▶ _Task objective_
Tally how many lines in the records below contain the string "snow". Matches are case-sensitive, and your reply should be only the number.

▶ _Records for point labeling_
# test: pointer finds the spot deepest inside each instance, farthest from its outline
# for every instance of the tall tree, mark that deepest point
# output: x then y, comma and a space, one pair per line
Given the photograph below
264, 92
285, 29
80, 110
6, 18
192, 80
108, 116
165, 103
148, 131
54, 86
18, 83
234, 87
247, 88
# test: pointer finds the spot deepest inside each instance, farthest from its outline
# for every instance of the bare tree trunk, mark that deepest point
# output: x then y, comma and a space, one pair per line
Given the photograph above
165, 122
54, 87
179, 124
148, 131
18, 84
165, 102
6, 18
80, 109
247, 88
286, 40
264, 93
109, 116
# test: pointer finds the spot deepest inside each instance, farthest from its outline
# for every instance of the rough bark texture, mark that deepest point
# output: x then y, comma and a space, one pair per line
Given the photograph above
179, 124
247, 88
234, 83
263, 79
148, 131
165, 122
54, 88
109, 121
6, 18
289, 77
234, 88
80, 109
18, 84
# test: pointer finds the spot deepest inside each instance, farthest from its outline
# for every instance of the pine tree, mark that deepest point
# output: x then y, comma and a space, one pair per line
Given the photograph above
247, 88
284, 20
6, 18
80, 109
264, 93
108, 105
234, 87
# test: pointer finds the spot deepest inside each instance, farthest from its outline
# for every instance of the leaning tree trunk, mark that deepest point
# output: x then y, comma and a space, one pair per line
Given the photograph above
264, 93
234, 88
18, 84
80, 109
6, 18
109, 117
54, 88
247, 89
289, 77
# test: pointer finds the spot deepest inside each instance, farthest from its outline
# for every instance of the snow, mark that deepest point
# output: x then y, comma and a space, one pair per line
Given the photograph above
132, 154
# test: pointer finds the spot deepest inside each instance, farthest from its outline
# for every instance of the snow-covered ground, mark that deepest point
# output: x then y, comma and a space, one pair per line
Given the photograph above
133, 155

▶ _Correct output_
2